■ Try it: Count the lines in the items below that contain the word "positive". Give only the number.

■ Record set:
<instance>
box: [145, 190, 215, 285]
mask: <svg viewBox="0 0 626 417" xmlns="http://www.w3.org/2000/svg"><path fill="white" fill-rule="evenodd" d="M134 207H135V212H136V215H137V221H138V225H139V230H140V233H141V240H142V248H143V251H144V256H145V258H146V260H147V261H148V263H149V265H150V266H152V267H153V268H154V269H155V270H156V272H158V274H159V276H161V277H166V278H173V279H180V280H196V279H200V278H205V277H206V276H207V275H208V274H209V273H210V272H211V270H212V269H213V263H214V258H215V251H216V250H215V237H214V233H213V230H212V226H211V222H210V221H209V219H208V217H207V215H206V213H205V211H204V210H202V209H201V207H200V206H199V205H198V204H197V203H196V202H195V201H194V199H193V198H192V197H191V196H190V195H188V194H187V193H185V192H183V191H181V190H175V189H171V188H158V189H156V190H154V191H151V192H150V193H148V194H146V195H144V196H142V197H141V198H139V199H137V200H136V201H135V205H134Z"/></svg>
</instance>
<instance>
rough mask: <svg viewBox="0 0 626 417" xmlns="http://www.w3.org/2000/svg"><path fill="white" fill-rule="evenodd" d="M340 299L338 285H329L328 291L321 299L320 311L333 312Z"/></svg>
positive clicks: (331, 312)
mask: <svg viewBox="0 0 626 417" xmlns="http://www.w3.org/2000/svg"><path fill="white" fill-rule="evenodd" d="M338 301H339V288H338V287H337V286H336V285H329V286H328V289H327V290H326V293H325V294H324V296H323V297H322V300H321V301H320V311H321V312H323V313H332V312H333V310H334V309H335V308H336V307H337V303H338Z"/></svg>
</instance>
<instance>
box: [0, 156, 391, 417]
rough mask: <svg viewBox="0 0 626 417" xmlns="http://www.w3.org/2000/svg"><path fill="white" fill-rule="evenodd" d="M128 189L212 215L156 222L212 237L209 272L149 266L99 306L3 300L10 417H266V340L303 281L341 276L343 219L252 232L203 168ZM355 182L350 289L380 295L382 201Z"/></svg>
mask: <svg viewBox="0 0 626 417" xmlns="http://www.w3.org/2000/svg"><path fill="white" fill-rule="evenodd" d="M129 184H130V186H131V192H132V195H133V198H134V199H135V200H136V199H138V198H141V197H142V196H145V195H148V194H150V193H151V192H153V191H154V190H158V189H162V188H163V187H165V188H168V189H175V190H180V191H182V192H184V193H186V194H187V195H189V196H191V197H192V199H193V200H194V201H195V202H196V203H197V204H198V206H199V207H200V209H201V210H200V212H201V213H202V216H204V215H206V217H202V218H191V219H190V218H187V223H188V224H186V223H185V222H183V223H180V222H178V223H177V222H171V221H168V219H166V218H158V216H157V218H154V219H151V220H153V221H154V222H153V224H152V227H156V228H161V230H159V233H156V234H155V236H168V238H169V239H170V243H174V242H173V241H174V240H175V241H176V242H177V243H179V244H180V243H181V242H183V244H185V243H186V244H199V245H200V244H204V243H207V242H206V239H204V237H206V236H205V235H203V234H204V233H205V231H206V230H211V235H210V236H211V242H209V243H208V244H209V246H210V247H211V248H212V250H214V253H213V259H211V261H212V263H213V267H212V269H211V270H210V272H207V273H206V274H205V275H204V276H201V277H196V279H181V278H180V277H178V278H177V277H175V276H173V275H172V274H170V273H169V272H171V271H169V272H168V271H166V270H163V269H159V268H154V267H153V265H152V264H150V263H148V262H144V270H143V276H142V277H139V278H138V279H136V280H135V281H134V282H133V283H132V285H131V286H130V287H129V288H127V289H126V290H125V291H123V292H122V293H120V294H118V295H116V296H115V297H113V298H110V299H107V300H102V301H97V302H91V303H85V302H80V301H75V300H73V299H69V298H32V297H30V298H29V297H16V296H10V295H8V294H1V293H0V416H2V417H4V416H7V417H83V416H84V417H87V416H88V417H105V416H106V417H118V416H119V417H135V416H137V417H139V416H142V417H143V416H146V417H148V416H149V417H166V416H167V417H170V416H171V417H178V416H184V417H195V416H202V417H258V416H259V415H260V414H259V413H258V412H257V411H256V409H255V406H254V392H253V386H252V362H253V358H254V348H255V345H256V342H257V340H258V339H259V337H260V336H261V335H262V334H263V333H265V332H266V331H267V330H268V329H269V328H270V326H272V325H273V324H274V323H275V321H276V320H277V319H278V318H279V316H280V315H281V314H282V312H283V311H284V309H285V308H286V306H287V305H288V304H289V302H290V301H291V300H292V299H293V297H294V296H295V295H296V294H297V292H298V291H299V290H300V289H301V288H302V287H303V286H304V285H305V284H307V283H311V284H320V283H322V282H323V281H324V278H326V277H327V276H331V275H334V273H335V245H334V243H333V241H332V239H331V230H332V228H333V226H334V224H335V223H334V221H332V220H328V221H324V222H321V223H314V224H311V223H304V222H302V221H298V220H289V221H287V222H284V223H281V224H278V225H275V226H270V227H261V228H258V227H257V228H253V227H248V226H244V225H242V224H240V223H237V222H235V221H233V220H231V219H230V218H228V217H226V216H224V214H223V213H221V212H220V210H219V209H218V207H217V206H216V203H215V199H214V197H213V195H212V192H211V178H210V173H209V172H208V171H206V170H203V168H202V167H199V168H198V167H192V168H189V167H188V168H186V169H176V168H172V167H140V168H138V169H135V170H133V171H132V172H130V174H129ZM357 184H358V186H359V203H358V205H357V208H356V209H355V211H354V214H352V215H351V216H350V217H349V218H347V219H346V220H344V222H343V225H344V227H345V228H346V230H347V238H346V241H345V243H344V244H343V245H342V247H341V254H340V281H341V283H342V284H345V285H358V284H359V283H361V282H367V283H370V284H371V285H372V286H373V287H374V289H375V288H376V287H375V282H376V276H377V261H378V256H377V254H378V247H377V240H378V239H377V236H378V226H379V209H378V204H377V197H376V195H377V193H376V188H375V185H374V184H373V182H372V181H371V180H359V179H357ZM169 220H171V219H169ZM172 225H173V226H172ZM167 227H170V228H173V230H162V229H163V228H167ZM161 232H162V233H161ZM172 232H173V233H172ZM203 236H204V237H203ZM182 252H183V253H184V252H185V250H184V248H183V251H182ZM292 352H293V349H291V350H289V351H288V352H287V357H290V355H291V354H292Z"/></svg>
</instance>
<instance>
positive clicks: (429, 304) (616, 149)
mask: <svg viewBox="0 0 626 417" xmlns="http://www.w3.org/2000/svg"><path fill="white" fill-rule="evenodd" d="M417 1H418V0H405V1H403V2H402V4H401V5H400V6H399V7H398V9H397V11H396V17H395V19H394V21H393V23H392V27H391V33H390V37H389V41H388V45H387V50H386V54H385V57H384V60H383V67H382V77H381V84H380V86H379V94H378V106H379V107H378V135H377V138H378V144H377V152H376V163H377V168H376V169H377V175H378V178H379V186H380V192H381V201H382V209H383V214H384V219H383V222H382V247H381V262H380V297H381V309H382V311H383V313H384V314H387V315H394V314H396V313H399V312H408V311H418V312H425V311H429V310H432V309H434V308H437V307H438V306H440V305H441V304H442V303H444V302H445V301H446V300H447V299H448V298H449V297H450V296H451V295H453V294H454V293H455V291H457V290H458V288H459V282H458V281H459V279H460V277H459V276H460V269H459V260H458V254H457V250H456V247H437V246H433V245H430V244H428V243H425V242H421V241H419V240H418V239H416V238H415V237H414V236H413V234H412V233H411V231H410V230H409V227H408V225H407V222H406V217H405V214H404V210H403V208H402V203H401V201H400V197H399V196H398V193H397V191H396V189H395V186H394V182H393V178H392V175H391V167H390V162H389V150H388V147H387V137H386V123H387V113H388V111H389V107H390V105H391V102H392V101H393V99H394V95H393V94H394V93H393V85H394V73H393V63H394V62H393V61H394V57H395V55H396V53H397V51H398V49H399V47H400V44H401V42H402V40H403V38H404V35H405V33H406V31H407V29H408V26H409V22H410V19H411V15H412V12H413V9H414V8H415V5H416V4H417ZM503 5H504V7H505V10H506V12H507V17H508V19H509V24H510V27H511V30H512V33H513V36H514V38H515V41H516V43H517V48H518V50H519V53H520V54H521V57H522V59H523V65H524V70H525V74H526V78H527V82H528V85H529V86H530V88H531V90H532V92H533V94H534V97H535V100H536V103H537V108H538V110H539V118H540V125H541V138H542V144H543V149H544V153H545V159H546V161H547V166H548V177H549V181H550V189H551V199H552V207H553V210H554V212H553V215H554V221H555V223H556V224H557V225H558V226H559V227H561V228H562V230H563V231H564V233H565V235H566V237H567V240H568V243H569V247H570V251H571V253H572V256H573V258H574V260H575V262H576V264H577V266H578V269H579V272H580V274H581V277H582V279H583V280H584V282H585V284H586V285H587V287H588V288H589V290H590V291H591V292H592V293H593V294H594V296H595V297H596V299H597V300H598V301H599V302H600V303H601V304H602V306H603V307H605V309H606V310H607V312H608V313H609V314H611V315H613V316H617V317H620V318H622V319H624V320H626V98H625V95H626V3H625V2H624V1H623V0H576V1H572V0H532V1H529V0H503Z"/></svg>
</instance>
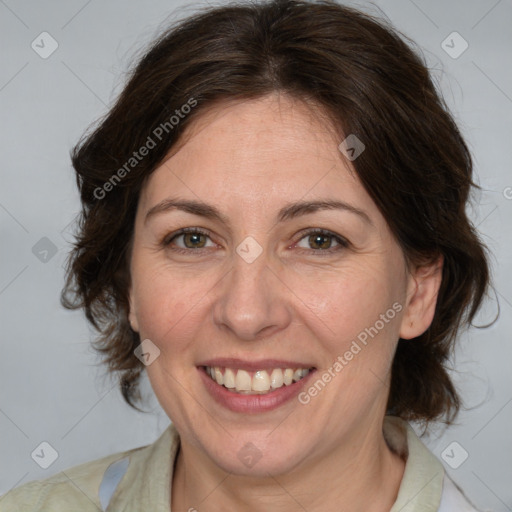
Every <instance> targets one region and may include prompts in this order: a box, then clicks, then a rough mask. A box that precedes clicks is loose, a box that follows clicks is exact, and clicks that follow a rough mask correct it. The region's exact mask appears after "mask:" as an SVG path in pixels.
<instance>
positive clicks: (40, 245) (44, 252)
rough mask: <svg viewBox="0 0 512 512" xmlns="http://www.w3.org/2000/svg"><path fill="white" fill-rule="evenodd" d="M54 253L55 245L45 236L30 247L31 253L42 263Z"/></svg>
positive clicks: (55, 248)
mask: <svg viewBox="0 0 512 512" xmlns="http://www.w3.org/2000/svg"><path fill="white" fill-rule="evenodd" d="M56 253H57V246H56V245H55V244H54V243H53V242H52V241H51V240H50V239H49V238H47V237H45V236H43V238H41V240H39V241H38V242H36V243H35V245H34V246H33V247H32V254H34V256H35V257H36V258H37V259H38V260H39V261H42V262H43V263H48V262H49V261H50V260H51V259H52V258H53V257H54V256H55V254H56Z"/></svg>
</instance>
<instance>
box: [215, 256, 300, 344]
mask: <svg viewBox="0 0 512 512" xmlns="http://www.w3.org/2000/svg"><path fill="white" fill-rule="evenodd" d="M214 290H215V294H216V295H215V296H214V301H215V302H214V306H213V316H214V321H215V324H216V325H217V326H218V327H219V328H220V329H224V330H229V331H231V332H232V335H233V337H235V338H236V339H239V340H244V341H251V340H257V339H260V338H262V337H269V336H271V335H273V334H274V333H276V332H278V331H279V330H281V329H284V328H286V327H287V325H288V324H289V323H290V321H291V317H292V314H291V308H292V301H291V300H290V299H291V296H292V295H293V294H292V292H291V291H290V289H289V288H288V287H287V286H286V284H285V283H284V281H283V279H282V278H280V277H279V276H278V274H277V271H276V269H273V268H272V267H271V266H270V264H269V261H268V258H266V256H265V251H264V252H262V253H261V254H260V255H259V256H258V257H257V258H256V259H255V260H254V261H252V262H251V263H249V262H247V261H246V260H244V259H243V257H241V256H239V254H238V253H235V254H234V257H233V267H232V269H231V270H230V271H228V272H227V274H226V275H224V277H223V278H222V279H221V281H220V282H219V283H218V285H217V287H215V289H214Z"/></svg>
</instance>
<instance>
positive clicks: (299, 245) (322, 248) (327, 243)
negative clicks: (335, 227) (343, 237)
mask: <svg viewBox="0 0 512 512" xmlns="http://www.w3.org/2000/svg"><path fill="white" fill-rule="evenodd" d="M302 240H307V242H306V243H307V247H304V246H300V245H299V244H297V246H298V247H301V248H305V249H310V250H312V251H314V252H317V253H318V252H328V253H330V252H335V251H339V250H341V249H343V248H345V247H347V246H348V242H347V241H346V240H344V239H343V238H342V237H340V236H339V235H336V234H334V233H331V232H330V231H325V230H313V231H309V232H308V233H306V234H305V235H304V236H303V237H302V238H301V239H300V241H302ZM300 241H299V243H300ZM333 242H334V246H333Z"/></svg>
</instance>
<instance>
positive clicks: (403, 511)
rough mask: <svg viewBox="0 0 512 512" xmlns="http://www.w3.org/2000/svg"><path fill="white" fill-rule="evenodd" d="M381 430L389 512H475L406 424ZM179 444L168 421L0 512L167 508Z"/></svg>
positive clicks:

■ Response for this exercise: 7